* **Work to complete**
Write out the lines below again, switching every "purple iris flower" to "violet iris bloom" and keeping everything else the same.

* **Supplied data**

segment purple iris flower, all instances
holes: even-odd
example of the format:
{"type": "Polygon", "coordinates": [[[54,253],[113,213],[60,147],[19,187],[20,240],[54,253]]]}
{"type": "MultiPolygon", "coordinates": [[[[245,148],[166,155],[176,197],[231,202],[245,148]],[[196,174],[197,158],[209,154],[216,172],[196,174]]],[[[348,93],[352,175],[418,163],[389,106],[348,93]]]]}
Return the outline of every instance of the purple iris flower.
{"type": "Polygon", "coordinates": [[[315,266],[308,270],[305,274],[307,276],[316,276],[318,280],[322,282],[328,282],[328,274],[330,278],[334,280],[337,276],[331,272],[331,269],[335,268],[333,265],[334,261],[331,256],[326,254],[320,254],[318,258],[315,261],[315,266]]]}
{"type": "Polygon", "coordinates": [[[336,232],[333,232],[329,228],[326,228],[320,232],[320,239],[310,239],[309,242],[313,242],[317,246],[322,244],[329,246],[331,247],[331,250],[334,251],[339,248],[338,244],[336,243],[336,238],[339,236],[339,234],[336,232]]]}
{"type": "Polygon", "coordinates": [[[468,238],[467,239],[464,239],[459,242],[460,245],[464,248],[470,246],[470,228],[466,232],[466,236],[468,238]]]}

* **Expected answer**
segment violet iris bloom, all instances
holes: even-odd
example of the format:
{"type": "Polygon", "coordinates": [[[54,253],[113,213],[60,147],[19,187],[20,240],[54,253]]]}
{"type": "MultiPolygon", "coordinates": [[[[245,148],[166,155],[176,197],[231,202],[245,148]],[[196,174],[197,158],[209,154],[216,172],[196,174]]],[[[348,93],[352,175],[418,163],[389,106],[348,93]]]]}
Return the outline of every instance of the violet iris bloom.
{"type": "Polygon", "coordinates": [[[315,266],[308,270],[305,274],[307,276],[316,276],[318,280],[322,282],[328,282],[328,274],[330,278],[334,280],[337,276],[331,272],[331,269],[335,268],[333,265],[334,261],[331,256],[326,254],[320,254],[318,258],[315,261],[315,266]]]}
{"type": "Polygon", "coordinates": [[[336,232],[333,232],[329,228],[326,228],[320,232],[320,239],[310,239],[309,242],[313,242],[317,246],[322,244],[329,246],[331,247],[331,250],[334,251],[339,248],[338,244],[336,243],[336,238],[339,236],[339,234],[336,232]]]}
{"type": "Polygon", "coordinates": [[[468,238],[467,239],[464,239],[459,242],[460,245],[464,248],[470,246],[470,228],[466,232],[466,236],[468,238]]]}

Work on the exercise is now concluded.